-- START --
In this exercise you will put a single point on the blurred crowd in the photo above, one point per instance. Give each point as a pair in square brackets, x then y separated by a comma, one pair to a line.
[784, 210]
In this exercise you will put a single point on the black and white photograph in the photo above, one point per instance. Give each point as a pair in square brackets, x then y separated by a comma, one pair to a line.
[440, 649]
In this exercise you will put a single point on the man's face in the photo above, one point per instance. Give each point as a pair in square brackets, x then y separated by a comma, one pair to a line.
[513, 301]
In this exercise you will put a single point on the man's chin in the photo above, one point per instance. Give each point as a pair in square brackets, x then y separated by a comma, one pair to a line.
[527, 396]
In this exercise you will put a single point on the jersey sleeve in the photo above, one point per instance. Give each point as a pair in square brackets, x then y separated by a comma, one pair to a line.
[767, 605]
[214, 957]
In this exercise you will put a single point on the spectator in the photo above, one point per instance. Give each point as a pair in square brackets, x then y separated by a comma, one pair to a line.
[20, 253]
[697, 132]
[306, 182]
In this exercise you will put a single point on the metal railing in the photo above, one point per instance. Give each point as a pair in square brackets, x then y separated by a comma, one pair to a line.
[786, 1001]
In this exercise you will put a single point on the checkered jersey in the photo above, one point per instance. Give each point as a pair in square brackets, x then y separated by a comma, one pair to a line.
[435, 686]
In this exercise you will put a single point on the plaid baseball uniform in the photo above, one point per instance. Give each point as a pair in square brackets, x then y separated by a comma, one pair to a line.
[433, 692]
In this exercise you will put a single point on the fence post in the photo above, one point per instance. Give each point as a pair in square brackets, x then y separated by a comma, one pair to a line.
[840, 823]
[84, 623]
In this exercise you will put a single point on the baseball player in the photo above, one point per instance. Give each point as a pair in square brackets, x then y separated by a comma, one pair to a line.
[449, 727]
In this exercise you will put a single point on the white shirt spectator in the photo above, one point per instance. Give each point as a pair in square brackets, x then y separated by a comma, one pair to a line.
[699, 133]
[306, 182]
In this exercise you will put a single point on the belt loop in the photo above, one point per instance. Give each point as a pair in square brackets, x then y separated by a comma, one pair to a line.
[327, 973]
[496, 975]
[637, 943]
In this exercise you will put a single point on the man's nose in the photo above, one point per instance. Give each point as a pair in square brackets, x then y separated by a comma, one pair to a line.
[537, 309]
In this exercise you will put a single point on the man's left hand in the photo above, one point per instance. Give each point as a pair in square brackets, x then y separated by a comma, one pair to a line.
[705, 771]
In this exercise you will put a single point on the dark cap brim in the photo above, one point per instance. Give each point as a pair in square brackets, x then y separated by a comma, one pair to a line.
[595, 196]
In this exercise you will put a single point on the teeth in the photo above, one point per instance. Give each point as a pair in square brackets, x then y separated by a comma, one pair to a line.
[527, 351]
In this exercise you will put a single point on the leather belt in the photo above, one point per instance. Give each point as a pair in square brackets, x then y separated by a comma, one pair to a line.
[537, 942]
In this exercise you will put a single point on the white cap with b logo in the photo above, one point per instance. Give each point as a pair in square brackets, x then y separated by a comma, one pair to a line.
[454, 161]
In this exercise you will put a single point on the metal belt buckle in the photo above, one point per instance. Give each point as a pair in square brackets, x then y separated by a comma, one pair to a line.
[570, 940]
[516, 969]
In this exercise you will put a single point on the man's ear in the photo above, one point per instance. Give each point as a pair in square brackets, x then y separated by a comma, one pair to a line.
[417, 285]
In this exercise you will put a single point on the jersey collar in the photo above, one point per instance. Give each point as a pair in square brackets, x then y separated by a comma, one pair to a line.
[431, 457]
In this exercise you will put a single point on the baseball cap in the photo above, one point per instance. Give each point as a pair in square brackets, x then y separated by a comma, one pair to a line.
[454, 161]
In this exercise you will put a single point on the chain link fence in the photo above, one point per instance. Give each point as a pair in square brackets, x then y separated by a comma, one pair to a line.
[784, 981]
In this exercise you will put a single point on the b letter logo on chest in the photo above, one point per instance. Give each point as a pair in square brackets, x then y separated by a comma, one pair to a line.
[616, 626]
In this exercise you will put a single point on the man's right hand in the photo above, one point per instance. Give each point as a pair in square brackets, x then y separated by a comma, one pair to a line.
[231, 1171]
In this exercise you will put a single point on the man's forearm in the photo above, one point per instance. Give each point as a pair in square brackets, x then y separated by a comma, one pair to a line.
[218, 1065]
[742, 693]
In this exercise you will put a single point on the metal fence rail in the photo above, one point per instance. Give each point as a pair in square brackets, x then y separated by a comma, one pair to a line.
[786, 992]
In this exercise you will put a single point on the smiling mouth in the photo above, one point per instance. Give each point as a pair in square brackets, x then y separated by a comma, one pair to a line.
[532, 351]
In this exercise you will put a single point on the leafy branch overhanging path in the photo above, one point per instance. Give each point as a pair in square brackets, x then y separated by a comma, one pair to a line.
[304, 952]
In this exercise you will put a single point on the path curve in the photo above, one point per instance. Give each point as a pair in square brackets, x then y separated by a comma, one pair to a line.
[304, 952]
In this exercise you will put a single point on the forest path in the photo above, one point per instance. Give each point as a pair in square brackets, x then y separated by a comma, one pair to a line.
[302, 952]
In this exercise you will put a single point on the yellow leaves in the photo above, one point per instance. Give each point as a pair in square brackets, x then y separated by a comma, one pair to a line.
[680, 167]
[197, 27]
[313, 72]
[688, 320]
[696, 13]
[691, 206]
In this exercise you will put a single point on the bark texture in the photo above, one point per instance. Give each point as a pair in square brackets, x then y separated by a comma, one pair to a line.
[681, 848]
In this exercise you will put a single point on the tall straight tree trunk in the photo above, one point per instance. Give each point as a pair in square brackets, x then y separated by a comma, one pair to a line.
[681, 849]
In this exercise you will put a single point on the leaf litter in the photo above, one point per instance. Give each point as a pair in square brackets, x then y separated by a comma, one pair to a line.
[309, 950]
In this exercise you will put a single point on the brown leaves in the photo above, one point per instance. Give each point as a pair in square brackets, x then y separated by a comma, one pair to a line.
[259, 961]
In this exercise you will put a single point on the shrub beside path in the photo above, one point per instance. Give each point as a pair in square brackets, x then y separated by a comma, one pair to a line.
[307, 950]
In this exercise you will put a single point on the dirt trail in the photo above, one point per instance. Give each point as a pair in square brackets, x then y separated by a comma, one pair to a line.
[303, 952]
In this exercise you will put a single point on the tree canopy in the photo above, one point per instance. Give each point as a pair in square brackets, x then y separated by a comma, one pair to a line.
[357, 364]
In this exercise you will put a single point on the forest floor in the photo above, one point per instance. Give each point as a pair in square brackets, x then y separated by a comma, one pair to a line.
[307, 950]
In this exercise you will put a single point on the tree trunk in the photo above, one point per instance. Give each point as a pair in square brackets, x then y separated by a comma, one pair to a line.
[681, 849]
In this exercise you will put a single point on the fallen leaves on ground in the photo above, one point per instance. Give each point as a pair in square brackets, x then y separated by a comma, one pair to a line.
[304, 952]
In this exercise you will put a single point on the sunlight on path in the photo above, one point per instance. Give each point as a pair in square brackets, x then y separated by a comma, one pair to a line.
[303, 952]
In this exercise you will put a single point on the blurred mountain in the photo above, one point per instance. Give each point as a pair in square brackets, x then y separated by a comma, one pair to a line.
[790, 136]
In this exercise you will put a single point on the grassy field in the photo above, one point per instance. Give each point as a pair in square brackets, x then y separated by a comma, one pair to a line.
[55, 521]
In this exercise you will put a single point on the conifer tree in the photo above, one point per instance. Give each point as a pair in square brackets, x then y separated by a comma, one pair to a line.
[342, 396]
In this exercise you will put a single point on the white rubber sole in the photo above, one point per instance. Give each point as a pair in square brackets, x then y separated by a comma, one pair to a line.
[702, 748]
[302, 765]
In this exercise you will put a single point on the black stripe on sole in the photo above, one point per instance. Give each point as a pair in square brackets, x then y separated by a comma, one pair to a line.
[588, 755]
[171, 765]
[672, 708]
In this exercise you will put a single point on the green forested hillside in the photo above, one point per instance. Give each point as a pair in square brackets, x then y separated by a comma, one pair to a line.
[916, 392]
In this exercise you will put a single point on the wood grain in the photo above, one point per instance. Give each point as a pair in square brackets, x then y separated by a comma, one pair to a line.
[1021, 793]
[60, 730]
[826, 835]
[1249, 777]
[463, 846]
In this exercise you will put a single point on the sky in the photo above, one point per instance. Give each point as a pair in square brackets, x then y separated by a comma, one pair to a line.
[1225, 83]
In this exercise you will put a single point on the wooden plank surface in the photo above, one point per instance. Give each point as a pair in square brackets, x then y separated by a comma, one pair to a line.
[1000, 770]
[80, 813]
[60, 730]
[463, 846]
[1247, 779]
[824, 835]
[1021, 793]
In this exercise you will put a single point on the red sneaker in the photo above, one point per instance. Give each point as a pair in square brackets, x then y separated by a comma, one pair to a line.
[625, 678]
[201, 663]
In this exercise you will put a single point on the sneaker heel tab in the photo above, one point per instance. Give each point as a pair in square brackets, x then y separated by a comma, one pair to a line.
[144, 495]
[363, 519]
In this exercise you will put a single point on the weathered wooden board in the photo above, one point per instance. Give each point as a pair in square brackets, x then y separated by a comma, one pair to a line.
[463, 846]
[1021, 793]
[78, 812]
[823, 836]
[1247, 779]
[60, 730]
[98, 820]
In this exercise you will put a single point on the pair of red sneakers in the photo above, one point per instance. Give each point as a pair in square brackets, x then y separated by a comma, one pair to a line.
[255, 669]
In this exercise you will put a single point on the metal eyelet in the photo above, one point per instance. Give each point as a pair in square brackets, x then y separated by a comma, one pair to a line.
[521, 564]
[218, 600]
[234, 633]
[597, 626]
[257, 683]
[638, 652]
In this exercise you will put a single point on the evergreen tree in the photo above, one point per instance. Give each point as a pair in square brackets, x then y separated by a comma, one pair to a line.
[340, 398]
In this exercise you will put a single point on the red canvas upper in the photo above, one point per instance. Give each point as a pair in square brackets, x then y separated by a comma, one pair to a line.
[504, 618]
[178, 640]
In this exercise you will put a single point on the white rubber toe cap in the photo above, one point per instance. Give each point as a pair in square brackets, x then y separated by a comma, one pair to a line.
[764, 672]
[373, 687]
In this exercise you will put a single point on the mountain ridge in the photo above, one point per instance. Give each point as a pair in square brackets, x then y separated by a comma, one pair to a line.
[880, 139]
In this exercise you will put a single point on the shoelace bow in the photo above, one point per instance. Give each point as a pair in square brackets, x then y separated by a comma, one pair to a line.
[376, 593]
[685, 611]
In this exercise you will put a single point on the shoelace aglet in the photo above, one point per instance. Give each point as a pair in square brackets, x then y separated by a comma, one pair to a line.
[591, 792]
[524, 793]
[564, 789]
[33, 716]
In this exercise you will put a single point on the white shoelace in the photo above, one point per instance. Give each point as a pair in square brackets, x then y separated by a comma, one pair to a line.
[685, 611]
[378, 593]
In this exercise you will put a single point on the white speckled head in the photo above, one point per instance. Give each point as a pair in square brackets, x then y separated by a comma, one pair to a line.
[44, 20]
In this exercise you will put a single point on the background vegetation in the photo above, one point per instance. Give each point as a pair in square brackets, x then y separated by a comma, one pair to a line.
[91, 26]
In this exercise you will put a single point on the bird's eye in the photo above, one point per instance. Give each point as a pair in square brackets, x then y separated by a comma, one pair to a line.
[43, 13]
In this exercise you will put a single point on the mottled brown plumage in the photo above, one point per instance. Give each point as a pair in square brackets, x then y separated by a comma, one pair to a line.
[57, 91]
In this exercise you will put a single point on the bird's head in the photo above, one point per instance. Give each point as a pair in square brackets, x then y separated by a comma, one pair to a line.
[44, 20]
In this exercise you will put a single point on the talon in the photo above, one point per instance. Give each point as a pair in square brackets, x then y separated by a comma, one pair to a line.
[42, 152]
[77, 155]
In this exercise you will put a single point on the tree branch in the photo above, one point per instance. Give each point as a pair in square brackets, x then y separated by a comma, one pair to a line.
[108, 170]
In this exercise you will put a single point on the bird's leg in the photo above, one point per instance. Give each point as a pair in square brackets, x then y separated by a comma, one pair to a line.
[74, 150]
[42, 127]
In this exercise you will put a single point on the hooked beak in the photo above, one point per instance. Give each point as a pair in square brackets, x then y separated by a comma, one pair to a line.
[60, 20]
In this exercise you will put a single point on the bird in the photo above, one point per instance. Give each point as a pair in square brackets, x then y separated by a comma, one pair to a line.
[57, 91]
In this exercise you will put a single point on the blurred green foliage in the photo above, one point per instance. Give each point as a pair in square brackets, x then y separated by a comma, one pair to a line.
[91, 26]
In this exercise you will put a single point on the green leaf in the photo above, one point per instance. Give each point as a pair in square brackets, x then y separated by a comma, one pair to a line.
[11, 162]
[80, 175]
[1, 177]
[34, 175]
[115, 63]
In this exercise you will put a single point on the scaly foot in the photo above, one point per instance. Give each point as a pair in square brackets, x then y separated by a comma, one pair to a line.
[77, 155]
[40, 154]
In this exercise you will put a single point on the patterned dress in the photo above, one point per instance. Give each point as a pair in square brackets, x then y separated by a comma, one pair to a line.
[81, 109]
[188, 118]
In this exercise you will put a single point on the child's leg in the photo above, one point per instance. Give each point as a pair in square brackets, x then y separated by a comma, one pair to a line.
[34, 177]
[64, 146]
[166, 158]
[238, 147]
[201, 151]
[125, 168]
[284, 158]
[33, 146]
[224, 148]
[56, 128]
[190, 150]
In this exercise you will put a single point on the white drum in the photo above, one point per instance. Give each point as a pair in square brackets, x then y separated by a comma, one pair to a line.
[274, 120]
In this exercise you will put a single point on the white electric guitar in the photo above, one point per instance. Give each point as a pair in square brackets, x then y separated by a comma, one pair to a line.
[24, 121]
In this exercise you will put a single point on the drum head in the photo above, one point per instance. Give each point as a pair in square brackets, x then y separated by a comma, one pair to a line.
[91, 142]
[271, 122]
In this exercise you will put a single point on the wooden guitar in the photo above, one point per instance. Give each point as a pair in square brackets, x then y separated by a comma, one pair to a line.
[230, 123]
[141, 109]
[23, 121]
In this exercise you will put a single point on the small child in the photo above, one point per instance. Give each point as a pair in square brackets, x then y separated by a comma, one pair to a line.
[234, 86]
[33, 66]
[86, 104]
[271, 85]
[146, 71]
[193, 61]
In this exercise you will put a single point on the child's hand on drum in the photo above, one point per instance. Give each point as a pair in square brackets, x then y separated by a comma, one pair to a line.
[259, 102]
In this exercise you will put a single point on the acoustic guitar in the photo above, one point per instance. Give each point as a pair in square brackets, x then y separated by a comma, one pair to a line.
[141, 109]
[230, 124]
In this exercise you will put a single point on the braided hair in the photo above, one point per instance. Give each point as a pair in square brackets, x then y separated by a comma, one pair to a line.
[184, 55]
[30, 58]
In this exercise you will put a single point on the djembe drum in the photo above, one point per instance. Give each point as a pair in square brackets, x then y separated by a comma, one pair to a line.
-- END --
- Problem details: Copy the stretch of the data from the line that contains "the metal railing" through the line that contains "[786, 1001]", putting "wooden fence" in place of "metal railing" and changing nothing else. Return only those lines.

- Output:
In this exercise you will put a single point on the wooden fence in the photo above, one point per instance. Give each point as a pair in square brackets, x then y separated by a comma, one pair to a line.
[786, 1001]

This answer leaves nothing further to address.